-- Data entries start --

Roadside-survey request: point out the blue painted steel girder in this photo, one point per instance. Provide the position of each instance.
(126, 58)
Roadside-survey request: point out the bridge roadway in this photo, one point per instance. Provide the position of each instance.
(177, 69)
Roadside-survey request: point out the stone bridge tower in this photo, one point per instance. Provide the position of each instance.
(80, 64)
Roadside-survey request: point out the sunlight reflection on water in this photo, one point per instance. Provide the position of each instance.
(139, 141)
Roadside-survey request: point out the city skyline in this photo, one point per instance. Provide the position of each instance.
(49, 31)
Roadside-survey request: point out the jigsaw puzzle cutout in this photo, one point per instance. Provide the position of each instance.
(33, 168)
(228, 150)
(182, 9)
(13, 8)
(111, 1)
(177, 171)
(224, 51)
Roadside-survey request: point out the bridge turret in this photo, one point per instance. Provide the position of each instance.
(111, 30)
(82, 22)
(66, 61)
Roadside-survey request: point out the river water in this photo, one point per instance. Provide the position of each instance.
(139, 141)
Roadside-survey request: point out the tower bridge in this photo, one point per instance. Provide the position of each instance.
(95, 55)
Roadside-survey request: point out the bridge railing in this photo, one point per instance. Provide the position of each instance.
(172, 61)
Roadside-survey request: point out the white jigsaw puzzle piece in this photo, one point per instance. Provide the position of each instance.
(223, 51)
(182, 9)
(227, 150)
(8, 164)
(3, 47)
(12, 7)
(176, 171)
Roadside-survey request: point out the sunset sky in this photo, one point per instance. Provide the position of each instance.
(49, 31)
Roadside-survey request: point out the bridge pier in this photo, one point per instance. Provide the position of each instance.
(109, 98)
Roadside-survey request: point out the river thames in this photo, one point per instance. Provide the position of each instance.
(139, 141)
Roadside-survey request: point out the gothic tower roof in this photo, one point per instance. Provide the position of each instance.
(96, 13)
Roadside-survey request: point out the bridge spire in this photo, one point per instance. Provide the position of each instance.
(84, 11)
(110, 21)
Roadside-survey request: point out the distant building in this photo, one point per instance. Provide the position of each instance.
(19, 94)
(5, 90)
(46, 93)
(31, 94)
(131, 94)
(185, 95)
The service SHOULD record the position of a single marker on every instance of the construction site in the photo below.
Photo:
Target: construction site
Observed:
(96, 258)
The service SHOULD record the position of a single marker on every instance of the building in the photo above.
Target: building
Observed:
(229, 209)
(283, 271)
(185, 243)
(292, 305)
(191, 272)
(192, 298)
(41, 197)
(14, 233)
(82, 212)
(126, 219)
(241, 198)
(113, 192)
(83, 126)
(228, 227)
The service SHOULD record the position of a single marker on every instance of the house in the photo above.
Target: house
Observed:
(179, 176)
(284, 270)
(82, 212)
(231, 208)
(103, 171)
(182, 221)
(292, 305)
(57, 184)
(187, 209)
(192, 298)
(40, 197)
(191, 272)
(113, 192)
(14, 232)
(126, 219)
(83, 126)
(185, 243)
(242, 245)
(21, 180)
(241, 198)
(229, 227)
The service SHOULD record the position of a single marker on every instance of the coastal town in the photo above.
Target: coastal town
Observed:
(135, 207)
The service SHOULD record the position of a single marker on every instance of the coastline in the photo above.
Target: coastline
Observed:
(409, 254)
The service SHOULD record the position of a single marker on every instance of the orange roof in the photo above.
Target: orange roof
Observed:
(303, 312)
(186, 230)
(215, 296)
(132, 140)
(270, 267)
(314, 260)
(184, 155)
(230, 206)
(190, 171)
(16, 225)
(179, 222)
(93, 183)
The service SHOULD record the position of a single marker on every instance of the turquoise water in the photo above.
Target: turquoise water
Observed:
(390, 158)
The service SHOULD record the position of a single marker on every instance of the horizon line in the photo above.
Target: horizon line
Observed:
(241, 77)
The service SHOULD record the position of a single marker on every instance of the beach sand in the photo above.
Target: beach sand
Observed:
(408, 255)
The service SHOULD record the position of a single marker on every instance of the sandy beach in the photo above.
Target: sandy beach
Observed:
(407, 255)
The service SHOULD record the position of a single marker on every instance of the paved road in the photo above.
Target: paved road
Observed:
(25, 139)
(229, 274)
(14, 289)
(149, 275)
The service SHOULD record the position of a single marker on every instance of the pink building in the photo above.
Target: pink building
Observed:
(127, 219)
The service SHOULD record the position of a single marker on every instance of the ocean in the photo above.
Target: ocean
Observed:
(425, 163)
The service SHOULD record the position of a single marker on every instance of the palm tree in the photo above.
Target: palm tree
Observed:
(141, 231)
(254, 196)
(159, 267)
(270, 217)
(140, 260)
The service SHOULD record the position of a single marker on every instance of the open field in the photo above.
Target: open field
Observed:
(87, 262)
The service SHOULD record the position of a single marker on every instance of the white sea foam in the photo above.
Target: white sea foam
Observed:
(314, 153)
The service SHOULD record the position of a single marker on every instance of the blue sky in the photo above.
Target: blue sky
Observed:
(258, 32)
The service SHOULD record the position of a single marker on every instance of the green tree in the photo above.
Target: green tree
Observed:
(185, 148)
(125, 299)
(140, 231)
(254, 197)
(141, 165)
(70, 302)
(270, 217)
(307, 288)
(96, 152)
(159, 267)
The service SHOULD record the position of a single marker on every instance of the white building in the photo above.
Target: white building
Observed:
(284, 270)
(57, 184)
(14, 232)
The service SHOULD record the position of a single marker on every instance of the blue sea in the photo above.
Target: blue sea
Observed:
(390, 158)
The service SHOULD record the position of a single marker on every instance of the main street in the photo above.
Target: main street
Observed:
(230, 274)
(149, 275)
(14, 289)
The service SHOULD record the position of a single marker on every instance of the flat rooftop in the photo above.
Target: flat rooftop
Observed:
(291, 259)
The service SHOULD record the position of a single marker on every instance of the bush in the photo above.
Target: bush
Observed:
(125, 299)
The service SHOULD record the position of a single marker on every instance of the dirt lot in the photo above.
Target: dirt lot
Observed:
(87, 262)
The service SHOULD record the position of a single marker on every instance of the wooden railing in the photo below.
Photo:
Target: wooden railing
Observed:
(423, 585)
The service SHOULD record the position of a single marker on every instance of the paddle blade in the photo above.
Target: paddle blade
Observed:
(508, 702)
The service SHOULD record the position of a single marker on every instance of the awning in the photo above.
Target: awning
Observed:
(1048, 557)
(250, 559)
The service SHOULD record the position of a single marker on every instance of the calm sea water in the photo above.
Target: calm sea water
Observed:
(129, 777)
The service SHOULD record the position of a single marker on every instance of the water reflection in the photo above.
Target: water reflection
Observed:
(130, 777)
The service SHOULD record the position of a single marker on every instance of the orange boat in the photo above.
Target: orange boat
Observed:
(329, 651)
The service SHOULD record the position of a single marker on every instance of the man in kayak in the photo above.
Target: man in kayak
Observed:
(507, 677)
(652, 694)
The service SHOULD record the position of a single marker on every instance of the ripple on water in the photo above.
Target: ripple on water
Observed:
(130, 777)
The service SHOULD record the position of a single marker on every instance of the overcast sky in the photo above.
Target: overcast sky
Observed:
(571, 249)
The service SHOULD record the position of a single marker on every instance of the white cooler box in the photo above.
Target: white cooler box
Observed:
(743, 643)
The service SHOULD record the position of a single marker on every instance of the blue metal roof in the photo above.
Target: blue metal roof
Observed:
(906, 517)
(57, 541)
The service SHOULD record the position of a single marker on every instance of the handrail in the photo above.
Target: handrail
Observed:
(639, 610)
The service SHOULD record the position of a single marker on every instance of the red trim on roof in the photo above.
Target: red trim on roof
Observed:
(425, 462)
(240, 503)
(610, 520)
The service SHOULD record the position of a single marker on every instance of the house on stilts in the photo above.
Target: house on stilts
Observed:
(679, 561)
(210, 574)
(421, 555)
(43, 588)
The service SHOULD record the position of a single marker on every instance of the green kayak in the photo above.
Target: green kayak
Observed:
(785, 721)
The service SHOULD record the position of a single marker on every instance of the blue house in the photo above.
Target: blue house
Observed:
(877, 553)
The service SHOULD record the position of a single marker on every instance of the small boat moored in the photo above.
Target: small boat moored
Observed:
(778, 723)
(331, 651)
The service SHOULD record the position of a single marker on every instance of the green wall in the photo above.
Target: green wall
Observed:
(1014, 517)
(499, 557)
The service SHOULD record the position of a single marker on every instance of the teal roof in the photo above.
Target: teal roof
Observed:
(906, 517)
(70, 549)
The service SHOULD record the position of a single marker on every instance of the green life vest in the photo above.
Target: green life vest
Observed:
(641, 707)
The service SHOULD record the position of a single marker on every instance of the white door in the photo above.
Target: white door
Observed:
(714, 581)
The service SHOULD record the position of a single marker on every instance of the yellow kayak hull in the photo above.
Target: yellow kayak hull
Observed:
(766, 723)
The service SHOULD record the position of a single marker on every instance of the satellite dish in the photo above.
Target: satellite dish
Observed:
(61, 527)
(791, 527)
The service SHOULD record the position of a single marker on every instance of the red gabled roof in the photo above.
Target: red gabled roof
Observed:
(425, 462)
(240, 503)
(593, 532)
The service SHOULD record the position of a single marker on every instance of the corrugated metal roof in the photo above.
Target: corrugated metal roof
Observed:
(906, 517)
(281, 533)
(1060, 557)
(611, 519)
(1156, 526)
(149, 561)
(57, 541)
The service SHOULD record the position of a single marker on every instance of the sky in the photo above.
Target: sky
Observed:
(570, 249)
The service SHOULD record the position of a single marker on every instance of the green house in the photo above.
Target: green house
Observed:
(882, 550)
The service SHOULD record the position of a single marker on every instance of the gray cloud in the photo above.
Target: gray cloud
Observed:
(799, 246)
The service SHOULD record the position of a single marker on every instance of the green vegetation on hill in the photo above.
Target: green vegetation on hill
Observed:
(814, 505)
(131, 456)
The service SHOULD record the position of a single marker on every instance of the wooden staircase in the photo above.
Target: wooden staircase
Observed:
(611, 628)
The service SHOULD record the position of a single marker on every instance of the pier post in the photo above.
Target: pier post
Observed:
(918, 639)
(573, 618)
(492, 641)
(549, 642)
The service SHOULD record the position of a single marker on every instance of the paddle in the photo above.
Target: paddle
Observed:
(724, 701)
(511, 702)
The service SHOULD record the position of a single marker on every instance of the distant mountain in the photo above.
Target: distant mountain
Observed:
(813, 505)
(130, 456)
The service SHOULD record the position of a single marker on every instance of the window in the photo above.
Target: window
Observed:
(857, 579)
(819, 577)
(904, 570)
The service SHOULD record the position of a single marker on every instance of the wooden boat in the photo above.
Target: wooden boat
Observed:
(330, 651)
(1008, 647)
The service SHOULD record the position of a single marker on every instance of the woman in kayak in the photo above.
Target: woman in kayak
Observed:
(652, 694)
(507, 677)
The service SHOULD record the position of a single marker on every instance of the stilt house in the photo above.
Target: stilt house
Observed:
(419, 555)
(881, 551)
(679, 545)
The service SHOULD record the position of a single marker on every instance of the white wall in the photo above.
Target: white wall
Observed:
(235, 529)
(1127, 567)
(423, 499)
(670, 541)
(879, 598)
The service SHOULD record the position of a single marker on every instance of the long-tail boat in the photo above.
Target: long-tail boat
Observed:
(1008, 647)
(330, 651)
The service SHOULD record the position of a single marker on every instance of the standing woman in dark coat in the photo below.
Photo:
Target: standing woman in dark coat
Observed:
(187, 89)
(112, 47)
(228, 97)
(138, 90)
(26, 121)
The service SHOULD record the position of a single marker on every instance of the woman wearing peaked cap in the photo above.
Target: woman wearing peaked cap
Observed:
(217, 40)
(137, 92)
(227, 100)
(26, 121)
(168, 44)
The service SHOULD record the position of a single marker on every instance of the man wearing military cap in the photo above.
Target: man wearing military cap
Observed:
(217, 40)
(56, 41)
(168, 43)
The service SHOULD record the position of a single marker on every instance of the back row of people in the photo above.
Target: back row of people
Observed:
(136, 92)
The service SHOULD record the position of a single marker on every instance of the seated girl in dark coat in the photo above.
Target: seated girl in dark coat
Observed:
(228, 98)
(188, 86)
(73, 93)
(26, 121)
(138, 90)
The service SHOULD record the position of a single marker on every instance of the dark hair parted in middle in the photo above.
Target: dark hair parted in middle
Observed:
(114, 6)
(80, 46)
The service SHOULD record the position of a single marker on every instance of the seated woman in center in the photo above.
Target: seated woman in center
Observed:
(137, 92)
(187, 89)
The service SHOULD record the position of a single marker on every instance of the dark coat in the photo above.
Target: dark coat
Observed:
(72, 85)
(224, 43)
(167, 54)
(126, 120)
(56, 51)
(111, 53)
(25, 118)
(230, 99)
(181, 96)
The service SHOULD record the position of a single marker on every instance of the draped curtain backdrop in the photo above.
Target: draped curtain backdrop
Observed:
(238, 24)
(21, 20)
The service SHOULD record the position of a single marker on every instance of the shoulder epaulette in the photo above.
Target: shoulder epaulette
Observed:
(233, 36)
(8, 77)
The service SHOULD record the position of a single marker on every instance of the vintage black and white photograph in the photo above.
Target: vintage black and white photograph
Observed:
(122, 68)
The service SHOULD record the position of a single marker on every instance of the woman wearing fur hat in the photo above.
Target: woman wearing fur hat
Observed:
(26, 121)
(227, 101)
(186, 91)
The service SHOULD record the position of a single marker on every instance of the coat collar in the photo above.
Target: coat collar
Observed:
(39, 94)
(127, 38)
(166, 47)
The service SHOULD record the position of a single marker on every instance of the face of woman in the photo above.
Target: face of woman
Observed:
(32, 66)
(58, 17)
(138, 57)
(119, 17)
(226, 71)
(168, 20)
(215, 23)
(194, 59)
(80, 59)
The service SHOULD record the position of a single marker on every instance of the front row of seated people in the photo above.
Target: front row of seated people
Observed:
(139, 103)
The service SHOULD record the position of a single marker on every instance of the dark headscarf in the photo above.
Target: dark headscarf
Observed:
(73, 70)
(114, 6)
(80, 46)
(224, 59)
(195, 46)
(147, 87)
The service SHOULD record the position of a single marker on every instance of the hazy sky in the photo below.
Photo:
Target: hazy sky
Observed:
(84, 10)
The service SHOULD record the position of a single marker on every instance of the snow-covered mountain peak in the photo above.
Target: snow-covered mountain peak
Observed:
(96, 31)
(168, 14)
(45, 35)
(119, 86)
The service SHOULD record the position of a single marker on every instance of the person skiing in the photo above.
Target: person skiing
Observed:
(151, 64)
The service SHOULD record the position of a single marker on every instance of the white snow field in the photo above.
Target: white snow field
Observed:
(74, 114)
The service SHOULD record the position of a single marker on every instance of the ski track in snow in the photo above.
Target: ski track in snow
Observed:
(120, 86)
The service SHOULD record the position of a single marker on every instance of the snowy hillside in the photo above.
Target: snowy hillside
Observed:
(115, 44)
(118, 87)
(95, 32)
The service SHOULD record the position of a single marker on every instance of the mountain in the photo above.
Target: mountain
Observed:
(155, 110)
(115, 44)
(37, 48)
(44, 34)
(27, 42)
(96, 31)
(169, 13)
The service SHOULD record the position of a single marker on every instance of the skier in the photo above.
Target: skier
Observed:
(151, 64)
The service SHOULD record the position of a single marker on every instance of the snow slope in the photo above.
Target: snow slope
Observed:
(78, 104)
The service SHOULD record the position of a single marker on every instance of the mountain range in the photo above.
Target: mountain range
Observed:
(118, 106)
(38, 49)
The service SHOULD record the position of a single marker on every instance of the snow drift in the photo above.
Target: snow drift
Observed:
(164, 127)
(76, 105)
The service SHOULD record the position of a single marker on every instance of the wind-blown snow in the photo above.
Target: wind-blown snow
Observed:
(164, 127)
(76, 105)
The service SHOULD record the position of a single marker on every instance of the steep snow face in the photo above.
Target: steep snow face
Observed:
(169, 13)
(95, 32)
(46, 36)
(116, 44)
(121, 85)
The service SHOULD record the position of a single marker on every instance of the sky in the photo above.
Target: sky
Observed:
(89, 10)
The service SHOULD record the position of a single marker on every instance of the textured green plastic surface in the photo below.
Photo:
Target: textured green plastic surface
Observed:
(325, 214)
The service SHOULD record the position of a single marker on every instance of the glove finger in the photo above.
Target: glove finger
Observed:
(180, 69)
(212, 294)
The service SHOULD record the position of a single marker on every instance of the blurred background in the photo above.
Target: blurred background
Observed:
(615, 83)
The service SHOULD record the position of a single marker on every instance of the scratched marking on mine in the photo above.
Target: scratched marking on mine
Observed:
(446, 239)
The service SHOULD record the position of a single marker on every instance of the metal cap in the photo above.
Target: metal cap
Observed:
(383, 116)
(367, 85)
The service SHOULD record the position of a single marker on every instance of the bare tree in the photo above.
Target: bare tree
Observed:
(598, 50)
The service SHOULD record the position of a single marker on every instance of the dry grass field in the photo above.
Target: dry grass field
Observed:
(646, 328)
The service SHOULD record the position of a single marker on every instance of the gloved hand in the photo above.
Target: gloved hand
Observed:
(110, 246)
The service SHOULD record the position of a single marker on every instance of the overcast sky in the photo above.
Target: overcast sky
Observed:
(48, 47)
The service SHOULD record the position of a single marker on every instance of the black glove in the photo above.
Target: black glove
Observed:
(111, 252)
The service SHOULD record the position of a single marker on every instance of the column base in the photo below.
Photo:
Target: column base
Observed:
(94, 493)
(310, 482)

-- Data entries end --

* Written exercise: Extract exactly the lines between the line containing "metal cap in the photo above." and the end of the data, including both.

* Solution to this problem:
The service SHOULD record the position of a single marker on every instance of the metal cap in the photo above.
Target: metal cap
Observed:
(383, 116)
(367, 85)
The service SHOULD record the position of a single marker on every instance of the bare tree in the photo above.
Target: bare tree
Observed:
(598, 50)
The service SHOULD record the position of a single marker on every instance of the dry grass field in the photo above.
Target: dry grass field
Observed:
(646, 328)
The service SHOULD record the position of a single marker on every instance of the gloved hand in the photo above.
Target: gloved hand
Observed:
(110, 246)
The service SHOULD record the position of a single marker on every instance of the overcast sky in the photo above.
Target: overcast sky
Observed:
(48, 47)
The service SHOULD record the position of a single marker on every instance of the black glove in the photo above.
Target: black glove
Observed:
(111, 252)
The service SHOULD record the position of a single marker on every instance of the column base in the photo below.
Photo:
Target: column base
Observed:
(94, 493)
(310, 482)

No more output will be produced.